Lines of data =
'''

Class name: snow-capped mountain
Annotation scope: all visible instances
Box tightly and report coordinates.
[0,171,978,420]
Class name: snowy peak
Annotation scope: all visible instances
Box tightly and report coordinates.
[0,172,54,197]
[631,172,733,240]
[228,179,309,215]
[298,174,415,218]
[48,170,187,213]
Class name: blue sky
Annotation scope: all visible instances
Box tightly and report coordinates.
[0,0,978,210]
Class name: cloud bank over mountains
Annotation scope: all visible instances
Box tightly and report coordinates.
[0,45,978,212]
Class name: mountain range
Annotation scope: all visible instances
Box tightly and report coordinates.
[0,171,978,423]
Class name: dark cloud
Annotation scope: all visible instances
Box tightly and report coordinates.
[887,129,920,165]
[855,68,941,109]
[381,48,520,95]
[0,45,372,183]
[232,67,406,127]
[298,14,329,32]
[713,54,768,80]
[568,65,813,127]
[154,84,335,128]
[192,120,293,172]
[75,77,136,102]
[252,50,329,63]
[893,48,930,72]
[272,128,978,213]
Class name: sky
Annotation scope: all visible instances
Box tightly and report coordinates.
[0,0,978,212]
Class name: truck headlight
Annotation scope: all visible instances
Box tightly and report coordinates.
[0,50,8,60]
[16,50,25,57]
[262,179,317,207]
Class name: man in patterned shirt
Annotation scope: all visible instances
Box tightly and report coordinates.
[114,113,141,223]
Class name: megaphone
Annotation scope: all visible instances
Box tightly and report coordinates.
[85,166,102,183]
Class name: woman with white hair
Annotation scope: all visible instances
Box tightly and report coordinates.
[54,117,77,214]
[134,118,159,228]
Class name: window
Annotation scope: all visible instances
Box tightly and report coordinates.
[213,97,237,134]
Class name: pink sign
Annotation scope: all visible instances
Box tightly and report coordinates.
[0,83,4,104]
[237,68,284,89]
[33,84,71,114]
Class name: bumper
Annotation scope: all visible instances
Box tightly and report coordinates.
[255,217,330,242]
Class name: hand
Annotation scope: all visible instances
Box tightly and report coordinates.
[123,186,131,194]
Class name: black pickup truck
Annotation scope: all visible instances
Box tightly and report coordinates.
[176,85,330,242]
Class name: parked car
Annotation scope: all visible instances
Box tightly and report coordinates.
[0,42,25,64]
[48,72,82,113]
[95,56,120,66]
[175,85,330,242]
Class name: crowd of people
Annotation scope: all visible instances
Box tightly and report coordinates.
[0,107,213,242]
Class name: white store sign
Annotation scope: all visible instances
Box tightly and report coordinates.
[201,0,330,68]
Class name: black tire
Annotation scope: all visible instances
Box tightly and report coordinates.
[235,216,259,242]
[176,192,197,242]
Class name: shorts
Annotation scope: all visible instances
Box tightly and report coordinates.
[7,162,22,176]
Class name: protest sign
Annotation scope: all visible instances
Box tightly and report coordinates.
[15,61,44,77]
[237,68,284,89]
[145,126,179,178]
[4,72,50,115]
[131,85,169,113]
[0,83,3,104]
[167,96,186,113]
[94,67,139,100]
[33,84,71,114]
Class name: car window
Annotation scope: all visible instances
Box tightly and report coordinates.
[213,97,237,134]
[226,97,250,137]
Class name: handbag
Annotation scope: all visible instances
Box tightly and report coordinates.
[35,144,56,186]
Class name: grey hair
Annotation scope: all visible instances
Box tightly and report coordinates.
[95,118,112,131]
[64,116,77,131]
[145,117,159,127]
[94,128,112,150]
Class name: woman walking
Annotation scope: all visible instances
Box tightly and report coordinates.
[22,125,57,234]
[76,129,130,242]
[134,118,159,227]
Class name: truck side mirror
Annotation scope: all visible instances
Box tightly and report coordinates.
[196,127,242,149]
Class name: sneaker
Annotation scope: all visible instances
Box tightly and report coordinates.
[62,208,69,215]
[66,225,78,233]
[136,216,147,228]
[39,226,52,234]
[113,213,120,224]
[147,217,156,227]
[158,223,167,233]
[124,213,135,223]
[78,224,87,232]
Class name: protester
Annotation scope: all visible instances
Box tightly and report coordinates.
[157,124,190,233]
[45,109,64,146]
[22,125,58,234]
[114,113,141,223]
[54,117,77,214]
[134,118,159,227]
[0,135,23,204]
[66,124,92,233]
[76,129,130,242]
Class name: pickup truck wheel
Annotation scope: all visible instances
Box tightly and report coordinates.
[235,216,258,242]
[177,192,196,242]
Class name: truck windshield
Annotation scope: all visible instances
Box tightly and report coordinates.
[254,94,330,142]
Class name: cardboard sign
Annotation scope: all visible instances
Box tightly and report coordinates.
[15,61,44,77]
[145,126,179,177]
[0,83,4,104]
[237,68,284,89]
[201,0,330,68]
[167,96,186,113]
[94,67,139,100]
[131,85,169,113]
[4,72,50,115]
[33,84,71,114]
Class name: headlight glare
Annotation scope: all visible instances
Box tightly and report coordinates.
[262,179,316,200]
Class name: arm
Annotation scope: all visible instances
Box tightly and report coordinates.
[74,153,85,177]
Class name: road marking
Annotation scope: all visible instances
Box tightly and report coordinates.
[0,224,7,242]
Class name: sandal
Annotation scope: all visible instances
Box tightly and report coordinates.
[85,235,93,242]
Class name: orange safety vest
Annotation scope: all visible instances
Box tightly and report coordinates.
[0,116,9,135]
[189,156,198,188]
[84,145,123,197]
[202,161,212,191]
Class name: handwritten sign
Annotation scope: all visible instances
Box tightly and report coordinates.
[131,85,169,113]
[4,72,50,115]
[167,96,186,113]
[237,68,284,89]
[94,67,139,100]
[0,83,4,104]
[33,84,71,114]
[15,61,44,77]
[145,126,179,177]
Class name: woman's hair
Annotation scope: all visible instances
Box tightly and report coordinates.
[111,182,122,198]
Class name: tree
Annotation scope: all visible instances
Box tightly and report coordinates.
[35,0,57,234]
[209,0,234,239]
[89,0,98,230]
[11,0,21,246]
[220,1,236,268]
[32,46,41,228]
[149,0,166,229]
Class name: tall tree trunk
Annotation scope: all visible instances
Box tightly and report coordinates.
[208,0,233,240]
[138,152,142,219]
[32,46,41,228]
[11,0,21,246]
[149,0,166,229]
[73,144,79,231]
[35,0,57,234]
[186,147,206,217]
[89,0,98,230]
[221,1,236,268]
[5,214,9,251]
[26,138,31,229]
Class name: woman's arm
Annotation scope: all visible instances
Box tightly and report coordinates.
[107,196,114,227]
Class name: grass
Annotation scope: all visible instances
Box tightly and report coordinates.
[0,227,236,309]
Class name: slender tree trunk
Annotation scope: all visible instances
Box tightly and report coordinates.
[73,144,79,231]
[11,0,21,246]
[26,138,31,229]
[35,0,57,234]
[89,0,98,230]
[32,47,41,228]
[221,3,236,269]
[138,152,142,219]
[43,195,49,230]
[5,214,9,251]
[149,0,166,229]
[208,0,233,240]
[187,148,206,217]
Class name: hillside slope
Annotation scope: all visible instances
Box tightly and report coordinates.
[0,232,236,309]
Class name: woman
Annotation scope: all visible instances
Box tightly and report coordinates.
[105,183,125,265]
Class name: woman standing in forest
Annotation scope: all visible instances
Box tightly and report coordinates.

'''

Pick out every line above that contains the string "tree" and copy those lines. Treat the match as case-sensitive.

The completed task =
Class name: tree
Class name: tall tree trunk
Class name: slender tree trunk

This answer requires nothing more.